» SHORT PROBLEM: Write out every line of the entries below as a JSON list of strings, one string per line, and omit any blank lines.

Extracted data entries
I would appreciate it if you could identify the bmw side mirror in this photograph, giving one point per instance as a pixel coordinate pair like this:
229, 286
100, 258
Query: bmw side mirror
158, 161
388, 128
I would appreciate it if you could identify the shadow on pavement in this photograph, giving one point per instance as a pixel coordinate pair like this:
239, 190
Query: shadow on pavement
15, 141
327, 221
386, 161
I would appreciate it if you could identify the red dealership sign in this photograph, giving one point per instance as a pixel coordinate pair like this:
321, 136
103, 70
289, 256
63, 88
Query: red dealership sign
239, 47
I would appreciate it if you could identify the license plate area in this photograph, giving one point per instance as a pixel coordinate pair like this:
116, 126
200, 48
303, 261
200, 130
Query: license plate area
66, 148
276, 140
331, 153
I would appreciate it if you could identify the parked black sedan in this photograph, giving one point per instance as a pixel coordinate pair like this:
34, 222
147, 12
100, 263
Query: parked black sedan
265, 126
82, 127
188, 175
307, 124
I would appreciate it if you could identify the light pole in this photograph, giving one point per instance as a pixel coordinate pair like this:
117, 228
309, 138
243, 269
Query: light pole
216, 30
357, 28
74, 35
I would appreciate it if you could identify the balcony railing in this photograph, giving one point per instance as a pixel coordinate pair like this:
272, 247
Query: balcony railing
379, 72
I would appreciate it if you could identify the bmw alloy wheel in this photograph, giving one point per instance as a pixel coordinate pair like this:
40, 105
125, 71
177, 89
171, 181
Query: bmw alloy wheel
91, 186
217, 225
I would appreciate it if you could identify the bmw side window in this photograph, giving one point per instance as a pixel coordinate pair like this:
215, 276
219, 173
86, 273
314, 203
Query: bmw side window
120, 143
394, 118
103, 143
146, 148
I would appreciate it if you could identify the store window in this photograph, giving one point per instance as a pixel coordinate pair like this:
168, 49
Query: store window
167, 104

» RESULT OF THE EXERCISE:
[
  "I would appreciate it if you could identify the bmw side mirror in this photograph, giving one point per instance as a pixel coordinate pair like this:",
  "229, 286",
  "100, 258",
  "Query: bmw side mirror",
  "158, 161",
  "388, 128",
  "I would appreciate it if you could identify the shadow on pavement in this photograph, giving one point per instance as a pixel coordinate pair like this:",
  "239, 190",
  "Query: shadow on pavement",
  "15, 141",
  "327, 221",
  "386, 161",
  "I would appreciate it if you could identify the red dealership sign in this photograph, giving one point per instance as a pixel coordinate pair like this:",
  "321, 136",
  "103, 70",
  "289, 256",
  "63, 88",
  "Query: red dealership sign",
  "239, 47",
  "I would appreciate it if you could identify the license plate area in this photograph, giving one point per instance as a pixel coordinate pair like this:",
  "116, 126",
  "200, 48",
  "303, 261",
  "200, 130",
  "Query: license plate area",
  "66, 148",
  "276, 140",
  "331, 153",
  "I would appreciate it if you could identify the parked black sedan in this photograph, giving one point per instance as a pixel coordinate pair like this:",
  "34, 222",
  "147, 12",
  "100, 263",
  "Query: parked black sedan",
  "265, 126",
  "82, 127",
  "188, 175",
  "307, 124",
  "I would appreciate it if you could identify the light pole in this photograph, giving one point per instance as a pixel coordinate pair like this:",
  "117, 228",
  "309, 138",
  "243, 269",
  "Query: light pole",
  "216, 30",
  "357, 28",
  "74, 35",
  "I would appreciate it if you could identify the balcony railing in this photograph, giving one point per instance as a pixel coordinate pair like this:",
  "272, 247",
  "Query: balcony railing",
  "379, 72",
  "I would appreciate it if you could identify the bmw alloy wheel in this photograph, giving one point per instance as a pixel coordinate pair like this:",
  "40, 105",
  "125, 71",
  "177, 89",
  "171, 181",
  "Query: bmw alloy wheel",
  "91, 186",
  "217, 225",
  "I would appreciate it if you could identify the bmw side window in this photograph, giving one point per instance as a pixel coordinate pair like this:",
  "215, 276",
  "219, 173",
  "86, 273",
  "314, 203",
  "Query: bmw side window",
  "120, 143",
  "394, 118",
  "103, 143",
  "146, 148",
  "I would appreciate it if you could identify the store window in this photograph, giving one point per instance as a pixel coordinate pair like this:",
  "168, 49",
  "Query: store window",
  "167, 104"
]